▶ **OBJECTIVE A**
Write out the records again, requests included, from their first line through the line with "top-left (63, 122), bottom-right (85, 130)", multiplying every coordinate in the answers by 2.25 and rounding to whole numbers, with halves rounded up. Leave the requests and their sample coordinates unchanged.

▶ **DOCUMENT EXTRACT**
[START]

Are Women Partly to Blame for the Gender Gap in STEM Fields?

The American Association of University Women recently released its new report, Why So Few?, which aims to identify the causes of the gender gap in science, technology, engineering and mathematics, or STEM, graduate programs and careers.  The report highlights the progress that has been made in closing the gap in some fields, yet expresses concern that in other fields, most notably engineering and computer science, the gap remains pronounced. 

Not only do fewer women than men make it to the upper echelons of academic STEM careers, but a higher percentage of women than men leave the field by midcareer (although I would guess that men with children and professional wives may leave the field at a rate that approaches that of women with children, as opposed to men who have children and stay-at-home wives).

What are the reasons for this persistent gap?  According to the report, social and environmental factors are to blame.  Shocking.  Sadly, this report serves only to regurgitate age-old accusations and assumptions, and to make worn-out recommendations that we’ve heard so many times before—none of which have proven terribly effective in closing the gap in certain fields. 

I can tell that the report was written by academics for academics, because it considers only those who are in traditional research careers as STEM participants.  The metric by which success is measured is academic ranking in the university setting, and it is clear that the authors, without any solid empirical evidence to substantiate this claim, believe that if we just had more women (them) in the senior academic ranks, more girls would pursue engineering and computer science majors and careers.

[END]

▶ **OBJECTIVE B**
Condense the paragraph of the piece on the STEM gender gap that begins "The American Association of University Women recently released" into a shorter version that keeps its main facts.

▶ **SUPPLIED ENTRIES**
[START]

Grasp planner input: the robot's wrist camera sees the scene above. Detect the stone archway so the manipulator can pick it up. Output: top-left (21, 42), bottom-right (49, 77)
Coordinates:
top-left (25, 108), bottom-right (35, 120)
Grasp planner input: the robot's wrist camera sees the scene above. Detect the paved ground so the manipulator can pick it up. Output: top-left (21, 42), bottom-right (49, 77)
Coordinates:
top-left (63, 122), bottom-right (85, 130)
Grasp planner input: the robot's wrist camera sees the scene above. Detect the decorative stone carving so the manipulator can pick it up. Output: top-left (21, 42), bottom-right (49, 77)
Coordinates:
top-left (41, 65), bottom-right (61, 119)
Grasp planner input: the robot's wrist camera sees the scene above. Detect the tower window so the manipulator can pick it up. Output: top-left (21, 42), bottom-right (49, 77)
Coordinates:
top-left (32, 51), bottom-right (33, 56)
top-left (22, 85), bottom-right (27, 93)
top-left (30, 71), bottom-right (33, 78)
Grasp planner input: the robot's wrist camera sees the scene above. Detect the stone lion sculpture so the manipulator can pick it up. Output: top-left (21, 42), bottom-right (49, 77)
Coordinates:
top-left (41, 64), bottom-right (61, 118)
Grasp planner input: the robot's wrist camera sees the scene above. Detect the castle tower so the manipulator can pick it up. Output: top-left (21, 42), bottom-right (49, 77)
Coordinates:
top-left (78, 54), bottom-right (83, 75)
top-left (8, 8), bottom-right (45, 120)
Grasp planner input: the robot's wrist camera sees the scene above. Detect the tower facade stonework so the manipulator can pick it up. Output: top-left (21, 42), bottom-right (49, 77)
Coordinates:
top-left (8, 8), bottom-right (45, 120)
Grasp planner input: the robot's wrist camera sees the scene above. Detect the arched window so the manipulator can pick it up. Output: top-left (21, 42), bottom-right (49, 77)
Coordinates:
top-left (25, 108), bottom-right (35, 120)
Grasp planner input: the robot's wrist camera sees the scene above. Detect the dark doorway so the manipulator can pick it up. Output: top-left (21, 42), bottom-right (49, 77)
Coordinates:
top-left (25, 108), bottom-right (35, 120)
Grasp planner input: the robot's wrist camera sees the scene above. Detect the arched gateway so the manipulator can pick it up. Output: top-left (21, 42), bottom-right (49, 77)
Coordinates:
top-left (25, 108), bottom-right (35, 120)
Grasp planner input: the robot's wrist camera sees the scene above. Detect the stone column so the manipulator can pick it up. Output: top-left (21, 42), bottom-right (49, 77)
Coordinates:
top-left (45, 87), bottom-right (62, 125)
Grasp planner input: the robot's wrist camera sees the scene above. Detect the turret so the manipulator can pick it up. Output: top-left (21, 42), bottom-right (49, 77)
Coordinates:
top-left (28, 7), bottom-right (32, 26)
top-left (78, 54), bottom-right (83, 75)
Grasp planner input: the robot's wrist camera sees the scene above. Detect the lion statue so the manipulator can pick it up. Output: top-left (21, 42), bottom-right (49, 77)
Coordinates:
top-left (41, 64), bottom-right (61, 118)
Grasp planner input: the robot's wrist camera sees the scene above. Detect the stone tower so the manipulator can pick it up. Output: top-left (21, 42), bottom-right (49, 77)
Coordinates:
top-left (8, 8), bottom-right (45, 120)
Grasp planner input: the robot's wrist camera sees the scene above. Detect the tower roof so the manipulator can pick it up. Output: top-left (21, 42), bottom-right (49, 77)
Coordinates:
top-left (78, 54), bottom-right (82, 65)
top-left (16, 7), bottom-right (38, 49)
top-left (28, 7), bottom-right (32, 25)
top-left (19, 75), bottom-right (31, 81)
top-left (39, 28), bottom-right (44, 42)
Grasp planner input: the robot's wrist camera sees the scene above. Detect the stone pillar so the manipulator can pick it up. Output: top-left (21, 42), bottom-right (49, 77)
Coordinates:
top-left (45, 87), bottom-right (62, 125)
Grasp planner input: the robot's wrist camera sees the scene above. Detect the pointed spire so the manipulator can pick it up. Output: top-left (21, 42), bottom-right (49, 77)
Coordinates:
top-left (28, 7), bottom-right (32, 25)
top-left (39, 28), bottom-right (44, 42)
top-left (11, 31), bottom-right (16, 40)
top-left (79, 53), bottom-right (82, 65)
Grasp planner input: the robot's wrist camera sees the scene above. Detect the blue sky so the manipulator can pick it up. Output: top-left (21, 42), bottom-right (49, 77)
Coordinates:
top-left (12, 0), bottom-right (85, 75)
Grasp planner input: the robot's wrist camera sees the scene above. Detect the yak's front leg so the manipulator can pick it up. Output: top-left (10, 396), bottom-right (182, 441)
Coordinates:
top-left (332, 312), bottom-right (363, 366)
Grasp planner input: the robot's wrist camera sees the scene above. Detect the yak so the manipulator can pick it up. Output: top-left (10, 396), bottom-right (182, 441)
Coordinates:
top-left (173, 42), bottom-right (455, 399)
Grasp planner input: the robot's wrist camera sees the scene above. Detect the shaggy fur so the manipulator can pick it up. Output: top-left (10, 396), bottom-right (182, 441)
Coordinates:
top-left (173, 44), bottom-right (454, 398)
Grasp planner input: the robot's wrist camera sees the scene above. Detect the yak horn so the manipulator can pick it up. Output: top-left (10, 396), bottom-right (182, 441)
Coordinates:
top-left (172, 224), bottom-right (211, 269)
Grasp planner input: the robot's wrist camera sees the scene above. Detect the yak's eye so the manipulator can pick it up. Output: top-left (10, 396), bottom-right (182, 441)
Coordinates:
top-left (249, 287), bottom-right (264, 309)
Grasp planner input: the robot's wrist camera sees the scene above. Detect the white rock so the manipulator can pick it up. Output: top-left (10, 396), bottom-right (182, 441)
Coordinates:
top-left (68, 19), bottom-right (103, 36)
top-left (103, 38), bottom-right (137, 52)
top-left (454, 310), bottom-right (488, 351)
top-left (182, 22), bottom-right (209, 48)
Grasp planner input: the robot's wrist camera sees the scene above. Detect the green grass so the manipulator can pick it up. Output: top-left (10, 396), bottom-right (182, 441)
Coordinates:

[END]

▶ **REPLY A**
Grasp planner input: the robot's wrist camera sees the scene above. Detect the stone archway so the manipulator can pick it up. Output: top-left (21, 42), bottom-right (49, 77)
Coordinates:
top-left (56, 243), bottom-right (79, 270)
Grasp planner input: the robot's wrist camera sees the scene above. Detect the paved ground so the manipulator can pick it up. Output: top-left (21, 42), bottom-right (49, 77)
Coordinates:
top-left (142, 275), bottom-right (191, 293)

▶ **REPLY B**
The American Association of University Women has released a report, Why So Few?, that seeks the causes of the gender gap in STEM (science, technology, engineering and mathematics) graduate programs and careers. It notes progress in some fields but warns that the gap remains pronounced in others, especially engineering and computer science.